* **Prompt A**
Copy the passage of the Señorita Panamá 2017 results text that begins with the words "Δ People's Choice" and ends after the words "in personal interview.".
* **Prompt B**
Continue the Señorita Panamá 2017 results text from its last sentence onward.

* **Text for analysis**
=== Section Start ===


===Placements===

| Final results | Contestant |
|---|---|
| Señorita World Panamá 2017 | Taboga - Julianne Brittón; |
| 1st runner-up | Colón - Erika Parker; |
| 2nd runner-up | Los Santos - Karol Dayana Batista; |
| 3rd runner-up | Flamenco - Ana Cristina del Castillo; |
| 4th runner-up | Contadora - Laura de Sanctis; |
| Top 10 Semi-Finalist | Chiriquí Occidente - Luz Amanda Suñé Δ; Coclé - Carolina Castillo; Panamá Centro - María Alejandra Tejada; Panamá Oeste - Paulette Sánchez; Panamá Norte - Darelys Santos; |

Δ People's Choice

===Special awards===

| Award | Contestant |
|---|---|
| Beauty with a Purpose | Taboga - Julianne Brittón; |
| Best Dress | Panamá Norte - Darelys Santos; |

==Preliminary interview==
Held on July 2, to Señorita Panamá World candidates were qualified in personal interview.

=== Section End ===

Stored data entries:

=== Section Start ===

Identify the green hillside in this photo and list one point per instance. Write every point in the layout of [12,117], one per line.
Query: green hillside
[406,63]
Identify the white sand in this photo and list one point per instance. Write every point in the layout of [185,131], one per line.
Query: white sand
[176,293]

=== Section End ===
=== Section Start ===

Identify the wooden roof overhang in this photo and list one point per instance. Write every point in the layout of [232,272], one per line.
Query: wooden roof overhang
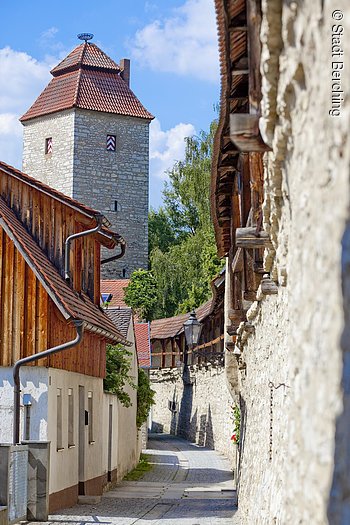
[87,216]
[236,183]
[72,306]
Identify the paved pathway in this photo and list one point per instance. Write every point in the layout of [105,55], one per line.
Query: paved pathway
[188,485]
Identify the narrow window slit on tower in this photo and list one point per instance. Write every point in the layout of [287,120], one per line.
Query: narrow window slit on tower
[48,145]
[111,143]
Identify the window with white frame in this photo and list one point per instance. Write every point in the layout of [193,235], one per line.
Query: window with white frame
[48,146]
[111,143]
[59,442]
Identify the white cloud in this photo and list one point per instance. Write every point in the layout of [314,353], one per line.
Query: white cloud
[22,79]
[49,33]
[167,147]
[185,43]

=== Section End ===

* **Response area A**
Δ People's Choice

===Special awards===

| Award | Contestant |
|---|---|
| Beauty with a Purpose | Taboga - Julianne Brittón; |
| Best Dress | Panamá Norte - Darelys Santos; |

==Preliminary interview==
Held on July 2, to Señorita Panamá World candidates were qualified in personal interview.

* **Response area B**
==Judges==
- Lorelay de la Ossa de Vidal - Miss Panamá World 1979
- Melissa Piedrahita - Señorita Panamá World 2003
- Giselle Bissot - Señorita Panamá World 2006
- Gloria Stella Quintana - Señorita Panamá World 1989.
- Maria Jota Lovera - Businesswoman.
- Rogelio Campo - Businessman and owned of Frecuencias Asociadas.
- Massiel Rodriguez - Journalist and TV news presenter.
- Javier Zambrano - Industrial Engineer.
- Maylin Almeida - Director of Communications in Panama of Polytech.

== Official contestants ==
These are the competitors who have been selected this year.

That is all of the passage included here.